### WORK TO COMPLETE:
In the article below about the Frames for You shop, translate the sentence "Her art, like the work of fellow staff and other artists, is on view and for sale." into Spanish.

EXCERPTED TEXT: Begin

By Claudie Benjamin
Most employees of Frames for You are artists. They care intensely about how a matte and frame enhance a work of art. They take the time, enjoying the challenge of assisting a customer in their choice of a framing option that matches their taste and pocketbook, says Joshie South, Manager of Frames for You.
She has worked at this frame shop/gallery at 136 West 72nd Street for 30 years. Joshie is never without her paints and sketches in watercolor on her commute to work and back home every day. Her art, like the work of fellow staff and other artists, is on view and for sale. “Our window tells it best,” says Joshie. She is proud of the frequently changing display of paintings, prints and photographs. Pre-Covid, exhibit openings were hosted at the shop.
Joshie already had ten years experience as a framer when she arrived from her small home town near Spokane, Washington to begin Pratt in 1990. Needing to work to support herself, she stopped in at two frame shops and got the job at Frames for You a week after coming to NYC. She has worked for three owners. Current owner, Maria Accorsi calls her “my amazing manager.”

EXCERPTED TEXT: End
SUPPLIED DATA: Begin

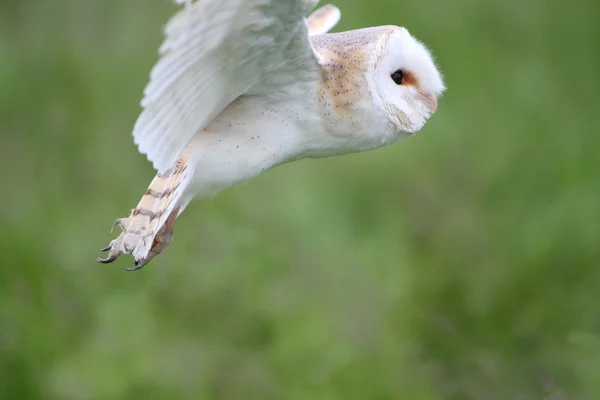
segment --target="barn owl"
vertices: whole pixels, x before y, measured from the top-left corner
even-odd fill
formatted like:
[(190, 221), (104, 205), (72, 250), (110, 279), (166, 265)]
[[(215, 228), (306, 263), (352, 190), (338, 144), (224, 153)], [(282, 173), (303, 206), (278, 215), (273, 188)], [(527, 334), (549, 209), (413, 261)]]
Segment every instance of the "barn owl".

SUPPLIED DATA: End

### THE ANSWER:
Su arte, al igual que la obra de sus compañeros de trabajo y de otros artistas, está en exhibición y a la venta.